# ASSIGNMENT
The full set of records is to be reproduced verbatim.

# DATA UNDER STUDY

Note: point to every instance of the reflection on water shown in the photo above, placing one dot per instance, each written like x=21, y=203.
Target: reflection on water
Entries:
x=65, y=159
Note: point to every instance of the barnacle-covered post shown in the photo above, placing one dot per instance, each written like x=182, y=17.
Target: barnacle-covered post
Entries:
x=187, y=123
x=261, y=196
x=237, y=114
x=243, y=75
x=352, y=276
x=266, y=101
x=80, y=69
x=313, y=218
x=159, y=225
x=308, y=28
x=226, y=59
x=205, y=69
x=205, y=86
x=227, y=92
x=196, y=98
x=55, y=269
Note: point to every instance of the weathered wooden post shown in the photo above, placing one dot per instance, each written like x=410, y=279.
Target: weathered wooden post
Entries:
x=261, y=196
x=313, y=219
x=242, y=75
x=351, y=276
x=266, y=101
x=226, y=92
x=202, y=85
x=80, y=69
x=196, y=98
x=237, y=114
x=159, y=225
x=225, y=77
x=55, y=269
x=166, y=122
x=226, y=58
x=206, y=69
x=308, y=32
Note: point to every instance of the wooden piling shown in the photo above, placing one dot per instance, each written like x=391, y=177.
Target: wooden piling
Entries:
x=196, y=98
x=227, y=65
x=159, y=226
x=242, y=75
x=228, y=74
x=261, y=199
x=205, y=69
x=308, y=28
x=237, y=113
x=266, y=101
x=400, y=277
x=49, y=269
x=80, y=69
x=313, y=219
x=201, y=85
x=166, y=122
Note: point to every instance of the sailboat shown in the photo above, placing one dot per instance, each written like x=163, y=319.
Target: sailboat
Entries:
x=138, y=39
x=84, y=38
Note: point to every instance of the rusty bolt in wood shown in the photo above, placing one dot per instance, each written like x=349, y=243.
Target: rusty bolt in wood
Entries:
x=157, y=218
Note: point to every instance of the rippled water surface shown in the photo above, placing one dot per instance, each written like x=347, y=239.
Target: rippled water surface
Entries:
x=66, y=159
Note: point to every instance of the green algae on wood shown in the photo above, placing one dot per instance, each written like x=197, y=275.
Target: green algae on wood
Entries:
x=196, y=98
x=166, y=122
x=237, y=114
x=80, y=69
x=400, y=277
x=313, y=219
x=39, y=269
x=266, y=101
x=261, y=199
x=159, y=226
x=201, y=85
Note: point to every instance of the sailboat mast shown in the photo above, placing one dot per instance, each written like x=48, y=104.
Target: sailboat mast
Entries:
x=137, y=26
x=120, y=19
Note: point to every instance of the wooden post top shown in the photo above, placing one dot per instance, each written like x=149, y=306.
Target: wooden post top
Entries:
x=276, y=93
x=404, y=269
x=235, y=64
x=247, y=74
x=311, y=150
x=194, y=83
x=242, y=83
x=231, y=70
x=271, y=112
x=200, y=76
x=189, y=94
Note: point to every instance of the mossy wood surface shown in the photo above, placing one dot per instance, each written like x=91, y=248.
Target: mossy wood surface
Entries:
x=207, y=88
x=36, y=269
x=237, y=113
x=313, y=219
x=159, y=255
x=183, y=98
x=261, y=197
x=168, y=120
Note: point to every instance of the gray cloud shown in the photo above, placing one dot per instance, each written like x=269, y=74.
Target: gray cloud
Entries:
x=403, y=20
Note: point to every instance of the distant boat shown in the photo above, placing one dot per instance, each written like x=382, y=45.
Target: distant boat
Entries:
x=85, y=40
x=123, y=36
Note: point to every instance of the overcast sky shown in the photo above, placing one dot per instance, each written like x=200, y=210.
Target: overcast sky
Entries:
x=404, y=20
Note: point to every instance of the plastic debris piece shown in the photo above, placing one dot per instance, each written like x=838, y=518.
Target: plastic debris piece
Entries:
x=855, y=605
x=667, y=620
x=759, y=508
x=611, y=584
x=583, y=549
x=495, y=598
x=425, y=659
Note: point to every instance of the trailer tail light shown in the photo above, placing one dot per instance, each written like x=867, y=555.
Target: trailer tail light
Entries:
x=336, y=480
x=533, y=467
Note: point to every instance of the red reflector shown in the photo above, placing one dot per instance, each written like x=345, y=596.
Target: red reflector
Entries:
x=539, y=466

# THE ANSWER
Note: point to every instance of the reflection on water shown in the photo above, placing one dot per instance, each written like x=21, y=203.
Target: reflection on water
Entries:
x=65, y=159
Note: point to every instance of the barnacle-covered post shown in the photo above, placing one dot per instance, each written like x=182, y=17.
Target: barnacle-covered post
Entries:
x=187, y=123
x=261, y=196
x=237, y=114
x=243, y=75
x=352, y=276
x=266, y=101
x=80, y=69
x=313, y=218
x=159, y=225
x=308, y=28
x=226, y=59
x=205, y=69
x=205, y=86
x=227, y=92
x=196, y=98
x=55, y=269
Note: point to every instance of the weathered wooden post shown in the photo above, placing one dot per instance, each written like x=410, y=279.
Target: weathered wooden post
Entries:
x=261, y=196
x=313, y=219
x=242, y=75
x=351, y=276
x=266, y=101
x=226, y=92
x=202, y=85
x=80, y=69
x=196, y=98
x=237, y=114
x=159, y=225
x=225, y=77
x=55, y=269
x=166, y=122
x=226, y=58
x=206, y=69
x=308, y=32
Note: point to every instance of the wooden piling shown in the photo above, placing one dot per instance, each written like x=391, y=177.
Target: wooden piling
Entries:
x=196, y=98
x=227, y=65
x=159, y=226
x=242, y=75
x=228, y=74
x=261, y=199
x=205, y=69
x=308, y=28
x=237, y=113
x=266, y=101
x=400, y=277
x=49, y=269
x=80, y=69
x=313, y=219
x=201, y=85
x=166, y=122
Note: point to every instance of the sailboat shown in the photo above, placing one dot per instance, each written like x=163, y=319.
Target: sailboat
Entries:
x=138, y=39
x=84, y=38
Note: point to every instance of the rusty bolt in wood shown in the photo above, placing one dot per instance, each written like x=349, y=243.
Target: rusty bolt in wood
Entries:
x=157, y=218
Note: point to every instance of the rippled water surface shown in the photo above, placing one dot per instance, each written like x=347, y=239.
Target: rippled water surface
Entries:
x=66, y=159
Note: point to every instance of the green algae on wood shown in the photo above, placing one dot per instance, each written like x=197, y=275.
Target: green algae on wood
Entries:
x=196, y=98
x=166, y=122
x=237, y=114
x=80, y=69
x=400, y=277
x=313, y=219
x=39, y=269
x=266, y=101
x=261, y=199
x=159, y=226
x=201, y=85
Note: point to every instance of the sailboat mast shown in the photo above, placing one dot per instance, each written like x=48, y=104.
Target: sailboat mast
Entries:
x=137, y=26
x=120, y=19
Note: point to every instance of the wooden post top shown in the photo above, placing one dot per instance, each written like x=149, y=306.
Target: wooden post top
Entries:
x=276, y=93
x=404, y=269
x=235, y=64
x=247, y=74
x=311, y=150
x=194, y=83
x=242, y=83
x=231, y=70
x=271, y=112
x=200, y=76
x=189, y=94
Note: point to every instance of the mossy wood surface shown in the photo above, placing one dot per instance, each written like x=91, y=248.
Target: mossy wood surface
Entries:
x=207, y=88
x=36, y=269
x=237, y=113
x=313, y=219
x=159, y=255
x=183, y=98
x=261, y=197
x=168, y=120
Note: point to every instance of the gray cloud shown in the photo above, placing one dot per instance, each written like x=269, y=74.
Target: gray cloud
Entries:
x=403, y=20
Note: point to every instance of the distant boat shown in the photo above, placing one dot per instance, each written like x=382, y=45.
Target: distant boat
Entries:
x=85, y=40
x=123, y=36
Note: point to every instance of the overcast sky shown in the photo above, placing one dot per instance, each written like x=200, y=210.
Target: overcast sky
Entries:
x=404, y=20
Note: point to every instance of the plastic debris piece shown in the photo above, placing one dot per instance, each written like x=838, y=518.
Target: plastic debris piece
Entries:
x=855, y=605
x=667, y=620
x=759, y=508
x=611, y=584
x=583, y=549
x=495, y=598
x=425, y=659
Note: point to every instance of the trailer tail light shown in the photo above, placing one dot per instance, each written like x=867, y=555.
Target: trailer tail light
Entries:
x=336, y=480
x=533, y=467
Note: point to every instance of the red reflector shown in the photo above, placing one dot per instance, each written like x=345, y=596.
Target: red reflector
Entries:
x=539, y=466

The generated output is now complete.